Write out the whole listing exactly as it stands.

┄┄┄┄┄┄

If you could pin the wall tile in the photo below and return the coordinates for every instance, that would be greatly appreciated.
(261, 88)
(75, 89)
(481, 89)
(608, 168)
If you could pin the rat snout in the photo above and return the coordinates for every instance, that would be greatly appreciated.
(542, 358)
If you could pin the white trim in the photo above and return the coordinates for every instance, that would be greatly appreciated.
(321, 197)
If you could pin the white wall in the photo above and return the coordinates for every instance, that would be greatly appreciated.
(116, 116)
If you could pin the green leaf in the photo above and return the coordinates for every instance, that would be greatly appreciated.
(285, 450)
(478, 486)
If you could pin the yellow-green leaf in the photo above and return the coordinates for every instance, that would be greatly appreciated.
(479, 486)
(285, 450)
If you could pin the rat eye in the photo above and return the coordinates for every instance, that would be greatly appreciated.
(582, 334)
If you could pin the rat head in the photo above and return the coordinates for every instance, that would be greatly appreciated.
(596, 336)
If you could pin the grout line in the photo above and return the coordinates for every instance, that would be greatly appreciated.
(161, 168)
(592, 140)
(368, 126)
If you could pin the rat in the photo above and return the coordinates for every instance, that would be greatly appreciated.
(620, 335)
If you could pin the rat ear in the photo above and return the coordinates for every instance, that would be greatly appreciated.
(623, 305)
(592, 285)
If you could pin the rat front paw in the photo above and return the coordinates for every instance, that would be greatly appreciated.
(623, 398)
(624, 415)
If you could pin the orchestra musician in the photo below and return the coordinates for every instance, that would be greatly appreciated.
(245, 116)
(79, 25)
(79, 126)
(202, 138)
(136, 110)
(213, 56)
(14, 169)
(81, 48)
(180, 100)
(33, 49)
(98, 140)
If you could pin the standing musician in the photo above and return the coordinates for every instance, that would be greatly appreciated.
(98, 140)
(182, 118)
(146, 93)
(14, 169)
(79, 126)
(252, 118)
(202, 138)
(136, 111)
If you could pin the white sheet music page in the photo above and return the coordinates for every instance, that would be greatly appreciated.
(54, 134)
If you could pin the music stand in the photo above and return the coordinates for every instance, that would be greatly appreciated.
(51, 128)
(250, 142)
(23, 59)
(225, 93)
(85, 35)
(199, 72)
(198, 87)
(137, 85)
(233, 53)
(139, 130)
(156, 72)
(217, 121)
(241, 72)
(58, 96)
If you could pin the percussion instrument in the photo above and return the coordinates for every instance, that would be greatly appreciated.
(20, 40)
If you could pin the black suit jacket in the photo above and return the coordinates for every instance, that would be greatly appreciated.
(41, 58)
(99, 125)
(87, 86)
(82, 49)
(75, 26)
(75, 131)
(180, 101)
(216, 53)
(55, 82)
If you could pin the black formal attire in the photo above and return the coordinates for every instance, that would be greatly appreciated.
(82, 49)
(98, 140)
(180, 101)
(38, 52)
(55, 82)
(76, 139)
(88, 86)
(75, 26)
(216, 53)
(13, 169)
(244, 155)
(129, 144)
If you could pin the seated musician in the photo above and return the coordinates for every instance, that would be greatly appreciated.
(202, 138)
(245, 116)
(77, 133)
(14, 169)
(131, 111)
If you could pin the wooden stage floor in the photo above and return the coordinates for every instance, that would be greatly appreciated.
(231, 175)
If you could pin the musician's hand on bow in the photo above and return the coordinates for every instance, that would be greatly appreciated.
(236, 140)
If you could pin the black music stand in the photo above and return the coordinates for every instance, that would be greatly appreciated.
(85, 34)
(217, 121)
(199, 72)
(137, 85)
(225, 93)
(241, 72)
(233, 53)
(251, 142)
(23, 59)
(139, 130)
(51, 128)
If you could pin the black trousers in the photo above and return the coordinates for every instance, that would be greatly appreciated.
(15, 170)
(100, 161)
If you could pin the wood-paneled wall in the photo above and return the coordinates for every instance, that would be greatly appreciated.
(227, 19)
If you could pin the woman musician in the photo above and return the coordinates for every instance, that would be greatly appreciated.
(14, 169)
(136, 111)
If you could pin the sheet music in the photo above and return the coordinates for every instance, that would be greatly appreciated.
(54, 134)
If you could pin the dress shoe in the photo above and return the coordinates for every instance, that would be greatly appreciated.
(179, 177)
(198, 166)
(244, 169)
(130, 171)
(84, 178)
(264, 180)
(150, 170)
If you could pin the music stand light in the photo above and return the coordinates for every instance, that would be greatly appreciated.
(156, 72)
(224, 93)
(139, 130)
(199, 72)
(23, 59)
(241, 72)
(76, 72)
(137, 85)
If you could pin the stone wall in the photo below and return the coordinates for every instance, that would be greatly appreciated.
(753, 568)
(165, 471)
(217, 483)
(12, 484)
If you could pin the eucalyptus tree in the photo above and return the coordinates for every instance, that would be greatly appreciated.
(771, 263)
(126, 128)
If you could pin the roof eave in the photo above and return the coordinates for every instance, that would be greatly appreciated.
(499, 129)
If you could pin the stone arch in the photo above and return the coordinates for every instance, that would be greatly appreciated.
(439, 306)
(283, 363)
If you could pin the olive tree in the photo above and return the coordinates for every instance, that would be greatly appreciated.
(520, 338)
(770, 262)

┄┄┄┄┄┄

--- Correct answer ---
If you could pin the wall tile in the photo below and return the coordinates for every instance, that would be greatly appreciated.
(261, 88)
(75, 89)
(481, 89)
(608, 168)
If you could pin the rat snout in the photo above and return the coordinates for every instance, that would be greatly appreciated.
(542, 358)
If you could pin the white trim in the photo above and return the coordinates for every instance, that would be greatly appreciated.
(321, 197)
If you could pin the white wall in the photo above and return the coordinates for every instance, that would be greatly appreciated.
(116, 116)
If you could pin the green leaf in the photo above and return the coordinates for every instance, that would be greatly appreciated.
(285, 450)
(478, 486)
If you could pin the yellow-green leaf in the photo above and return the coordinates for every instance, that would be greatly appreciated.
(479, 486)
(285, 450)
If you could pin the rat eye in the photo above and return the coordinates for every instance, that would be greatly appreciated.
(582, 334)
If you could pin the rat head in the photo above and return the coordinates for every instance, that would be greatly appreciated.
(596, 336)
If you could pin the grout line in the photo above and return the coordinates for every instance, that would be greatly appreciated.
(161, 168)
(592, 140)
(368, 126)
If you could pin the rat in the photo above and return the coordinates for every instance, that would be greatly appreciated.
(620, 335)
If you could pin the rat ear in the photo above and return the coordinates for every instance, that would be greatly appreciated.
(623, 305)
(592, 285)
If you could pin the rat front paw in the photo above and return the coordinates for every instance, that would be greatly appreciated.
(623, 398)
(624, 415)
If you could pin the orchestra musician in the photo below and return the coordinates for every instance, that would be greatly appreciated.
(245, 116)
(79, 25)
(79, 126)
(202, 138)
(136, 110)
(213, 56)
(14, 169)
(81, 48)
(180, 100)
(33, 49)
(98, 140)
If you could pin the standing musician in the photo above and return the coordinates for every instance, that would be greatly appreciated.
(98, 140)
(182, 118)
(146, 93)
(14, 169)
(79, 126)
(252, 118)
(202, 138)
(136, 111)
If you could pin the white sheet music page in the photo above and return the coordinates for every instance, that would be greatly appreciated.
(54, 134)
If you could pin the music stand in the photo above and return the coordinates for every instance, that would be greatly appreciated.
(51, 128)
(250, 142)
(23, 59)
(225, 93)
(85, 35)
(199, 72)
(198, 87)
(137, 85)
(233, 53)
(139, 130)
(156, 72)
(217, 121)
(241, 72)
(58, 96)
If you could pin the percussion instrument in the photo above and return the coordinates for every instance, that would be greatly appreciated.
(20, 40)
If you could pin the black suit jacket in the photo above and return the coordinates for every instance, that would be greatly appreciated.
(41, 58)
(99, 125)
(87, 86)
(82, 49)
(75, 26)
(75, 131)
(180, 101)
(216, 53)
(55, 82)
If you could pin the black formal attire in the photo above and return the coordinates for every instance, that would be greatly appreciated.
(82, 49)
(98, 140)
(180, 101)
(38, 52)
(55, 82)
(76, 139)
(88, 86)
(75, 26)
(216, 53)
(13, 169)
(244, 155)
(129, 144)
If you could pin the seated musician in the photo above and return the coordinates for every instance, that would be greatly appreciated.
(202, 138)
(245, 116)
(77, 133)
(14, 169)
(131, 111)
If you could pin the wooden stage floor in the photo above and return the coordinates for every instance, that would be greatly appreciated.
(231, 175)
If you could pin the musician's hand on bow in the photo above and return the coordinates for every instance, that would be greatly appreciated.
(236, 140)
If you could pin the black music stand in the photo above and return the coordinates for every instance, that would be greatly appreciated.
(85, 34)
(217, 121)
(199, 72)
(137, 85)
(225, 93)
(241, 72)
(233, 53)
(251, 142)
(23, 59)
(139, 130)
(51, 128)
If you could pin the black trousers in the photo above and return the coordinates for every instance, that would be greatly appreciated.
(15, 170)
(100, 161)
If you could pin the wood-paneled wall in the photo above and return the coordinates for every instance, that would be greatly appreciated.
(227, 19)
If you could pin the woman musician in the photo above and return the coordinates for every instance, that would be greatly appreciated.
(14, 169)
(136, 111)
If you could pin the sheet music in the photo above and return the coordinates for every instance, that would be greatly appreciated.
(54, 134)
If you could pin the dress shoe in the photo above and return the coordinates for every instance, that would be greatly appreciated.
(179, 177)
(198, 166)
(244, 169)
(130, 171)
(84, 178)
(264, 180)
(150, 170)
If you could pin the music stand light in the photo above and return the coordinates for every instance, that would be greatly appreciated.
(156, 72)
(224, 93)
(139, 130)
(199, 72)
(23, 59)
(241, 72)
(76, 72)
(137, 85)
If you could pin the stone wall in the photo below and return the coordinates for every instance, that would be greatly appreciated.
(753, 568)
(165, 471)
(217, 483)
(12, 484)
If you could pin the eucalyptus tree in the photo above and return the coordinates for every instance, that would be greatly appreciated.
(771, 263)
(126, 128)
If you could pin the roof eave in the photo above and return the coordinates for every instance, that would be greatly appreciated.
(499, 129)
If you could pin the stone arch in the photo above and return the coordinates for every instance, that would be greatly appreciated.
(439, 306)
(283, 363)
If you could pin the olive tree in the photo above and return the coordinates for every instance, that would be greatly appreciated.
(520, 338)
(770, 262)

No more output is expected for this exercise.